#### Records for this task

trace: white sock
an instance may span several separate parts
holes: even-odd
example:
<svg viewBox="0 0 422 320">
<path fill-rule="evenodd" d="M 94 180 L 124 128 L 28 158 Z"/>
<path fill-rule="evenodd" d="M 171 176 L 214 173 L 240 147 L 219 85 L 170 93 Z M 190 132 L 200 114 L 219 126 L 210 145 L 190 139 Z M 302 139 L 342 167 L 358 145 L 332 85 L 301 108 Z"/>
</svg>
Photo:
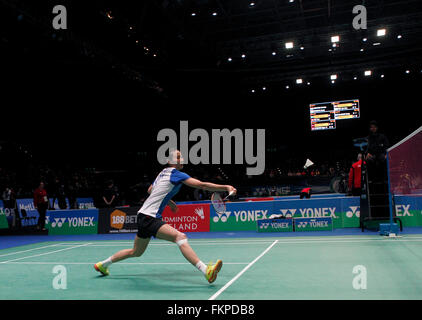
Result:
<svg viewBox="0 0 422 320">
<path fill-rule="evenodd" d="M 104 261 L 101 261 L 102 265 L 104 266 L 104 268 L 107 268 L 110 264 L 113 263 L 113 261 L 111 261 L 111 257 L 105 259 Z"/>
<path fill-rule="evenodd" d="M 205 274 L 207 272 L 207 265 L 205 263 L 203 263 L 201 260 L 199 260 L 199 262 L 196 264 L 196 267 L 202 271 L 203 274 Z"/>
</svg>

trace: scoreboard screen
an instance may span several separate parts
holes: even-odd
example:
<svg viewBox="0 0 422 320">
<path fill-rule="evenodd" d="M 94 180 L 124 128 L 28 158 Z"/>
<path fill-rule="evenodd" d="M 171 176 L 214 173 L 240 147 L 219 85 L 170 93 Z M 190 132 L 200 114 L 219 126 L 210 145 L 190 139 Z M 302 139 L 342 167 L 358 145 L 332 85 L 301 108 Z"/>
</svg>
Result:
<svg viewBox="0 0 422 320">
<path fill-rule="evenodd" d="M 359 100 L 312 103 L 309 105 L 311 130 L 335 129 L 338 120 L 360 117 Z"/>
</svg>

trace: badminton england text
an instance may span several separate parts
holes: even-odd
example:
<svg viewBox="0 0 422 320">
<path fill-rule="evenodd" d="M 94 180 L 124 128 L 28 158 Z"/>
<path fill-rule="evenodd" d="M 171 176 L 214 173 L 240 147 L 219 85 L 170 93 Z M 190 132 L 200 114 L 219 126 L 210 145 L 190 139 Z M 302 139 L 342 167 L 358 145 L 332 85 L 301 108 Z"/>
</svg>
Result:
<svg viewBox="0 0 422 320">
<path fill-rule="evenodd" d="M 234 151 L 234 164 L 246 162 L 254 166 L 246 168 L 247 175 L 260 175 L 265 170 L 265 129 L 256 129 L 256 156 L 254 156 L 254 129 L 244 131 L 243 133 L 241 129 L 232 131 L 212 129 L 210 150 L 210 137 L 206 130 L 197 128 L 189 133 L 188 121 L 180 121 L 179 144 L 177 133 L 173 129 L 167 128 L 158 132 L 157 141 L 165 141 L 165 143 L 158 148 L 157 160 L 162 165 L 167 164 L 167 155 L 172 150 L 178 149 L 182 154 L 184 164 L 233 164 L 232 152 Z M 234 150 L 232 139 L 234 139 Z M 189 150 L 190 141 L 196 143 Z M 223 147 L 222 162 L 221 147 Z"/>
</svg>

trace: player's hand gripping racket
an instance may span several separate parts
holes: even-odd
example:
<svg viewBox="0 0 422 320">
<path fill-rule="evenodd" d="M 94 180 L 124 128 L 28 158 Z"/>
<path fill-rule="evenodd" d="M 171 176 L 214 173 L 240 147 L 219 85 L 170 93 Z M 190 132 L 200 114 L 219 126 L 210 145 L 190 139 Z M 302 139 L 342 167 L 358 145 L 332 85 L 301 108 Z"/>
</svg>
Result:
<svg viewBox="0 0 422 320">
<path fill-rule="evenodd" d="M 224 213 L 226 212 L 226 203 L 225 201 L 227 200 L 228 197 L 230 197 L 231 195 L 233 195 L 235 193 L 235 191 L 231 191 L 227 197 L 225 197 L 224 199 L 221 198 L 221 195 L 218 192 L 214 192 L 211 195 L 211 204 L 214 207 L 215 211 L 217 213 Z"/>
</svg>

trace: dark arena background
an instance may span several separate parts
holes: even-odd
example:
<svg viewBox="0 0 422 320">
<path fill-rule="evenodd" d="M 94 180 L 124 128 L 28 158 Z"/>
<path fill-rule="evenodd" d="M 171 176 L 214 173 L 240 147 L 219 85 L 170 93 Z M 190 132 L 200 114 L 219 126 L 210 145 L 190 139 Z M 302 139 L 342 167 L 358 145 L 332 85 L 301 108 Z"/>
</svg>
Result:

########

▶ **Required work**
Please copy all of the lines above word for word, leaving the pictures out of your answer.

▶ **Solution to this exercise**
trace: white sock
an instance may span several separate parts
holes: even-odd
example:
<svg viewBox="0 0 422 320">
<path fill-rule="evenodd" d="M 94 180 L 124 128 L 28 158 Z"/>
<path fill-rule="evenodd" d="M 171 176 L 214 173 L 240 147 L 219 85 L 170 93 Z M 190 132 L 200 114 L 219 126 L 210 145 L 190 139 Z M 302 139 L 342 167 L 358 145 L 332 85 L 301 108 Z"/>
</svg>
Photo:
Result:
<svg viewBox="0 0 422 320">
<path fill-rule="evenodd" d="M 104 261 L 101 261 L 102 265 L 104 266 L 104 268 L 107 268 L 110 264 L 113 263 L 113 261 L 111 261 L 111 257 L 105 259 Z"/>
<path fill-rule="evenodd" d="M 205 274 L 207 272 L 207 265 L 205 263 L 203 263 L 201 260 L 199 260 L 199 262 L 196 264 L 196 267 L 202 271 L 203 274 Z"/>
</svg>

trace: scoreboard screen
an instance may span several separate parts
holes: even-odd
example:
<svg viewBox="0 0 422 320">
<path fill-rule="evenodd" d="M 94 180 L 124 128 L 28 158 Z"/>
<path fill-rule="evenodd" d="M 171 176 L 214 173 L 240 147 L 219 85 L 170 93 Z M 190 132 L 200 114 L 219 126 L 210 145 L 190 139 Z M 302 139 L 342 167 L 358 145 L 332 85 L 301 108 Z"/>
</svg>
Result:
<svg viewBox="0 0 422 320">
<path fill-rule="evenodd" d="M 359 100 L 312 103 L 309 105 L 311 130 L 335 129 L 338 120 L 360 117 Z"/>
</svg>

trace: badminton england text
an instance may span several separate parts
holes: even-odd
example:
<svg viewBox="0 0 422 320">
<path fill-rule="evenodd" d="M 94 180 L 124 128 L 28 158 Z"/>
<path fill-rule="evenodd" d="M 171 176 L 214 173 L 240 147 L 219 85 L 170 93 Z M 190 132 L 200 114 L 219 126 L 210 145 L 190 139 Z M 302 139 L 342 167 L 358 145 L 332 85 L 301 108 Z"/>
</svg>
Result:
<svg viewBox="0 0 422 320">
<path fill-rule="evenodd" d="M 234 151 L 234 164 L 246 162 L 254 166 L 246 168 L 247 175 L 260 175 L 265 170 L 265 129 L 256 129 L 256 156 L 254 156 L 254 129 L 244 131 L 243 133 L 241 129 L 232 131 L 212 129 L 210 150 L 210 137 L 206 130 L 197 128 L 189 133 L 188 121 L 180 121 L 179 144 L 177 133 L 173 129 L 167 128 L 158 132 L 157 141 L 165 141 L 165 143 L 158 148 L 157 160 L 162 165 L 167 164 L 167 155 L 172 150 L 178 149 L 182 154 L 184 164 L 233 164 L 232 152 Z M 234 150 L 232 139 L 234 139 Z M 189 150 L 190 141 L 196 143 Z M 223 147 L 222 162 L 221 147 Z"/>
</svg>

trace: player's hand gripping racket
an instance may span several separate parts
holes: even-odd
example:
<svg viewBox="0 0 422 320">
<path fill-rule="evenodd" d="M 94 180 L 124 128 L 28 158 Z"/>
<path fill-rule="evenodd" d="M 171 176 L 214 173 L 240 147 L 219 85 L 170 93 Z M 190 132 L 200 114 L 219 126 L 210 145 L 190 139 Z M 302 139 L 342 167 L 358 145 L 332 85 L 301 108 Z"/>
</svg>
Result:
<svg viewBox="0 0 422 320">
<path fill-rule="evenodd" d="M 224 213 L 226 212 L 226 203 L 225 201 L 227 200 L 228 197 L 230 197 L 231 195 L 233 195 L 235 193 L 235 191 L 231 191 L 227 197 L 225 197 L 224 199 L 221 198 L 221 195 L 218 192 L 214 192 L 211 195 L 211 204 L 214 207 L 215 211 L 217 213 Z"/>
</svg>

trace: dark arena background
an instance may span several separate parts
holes: even-odd
example:
<svg viewBox="0 0 422 320">
<path fill-rule="evenodd" d="M 94 180 L 124 128 L 28 158 Z"/>
<path fill-rule="evenodd" d="M 171 176 L 214 173 L 240 147 L 219 85 L 170 93 Z M 190 132 L 200 114 L 219 126 L 210 145 L 190 139 Z M 302 139 L 342 167 L 358 145 L 332 85 L 301 108 Z"/>
</svg>
Result:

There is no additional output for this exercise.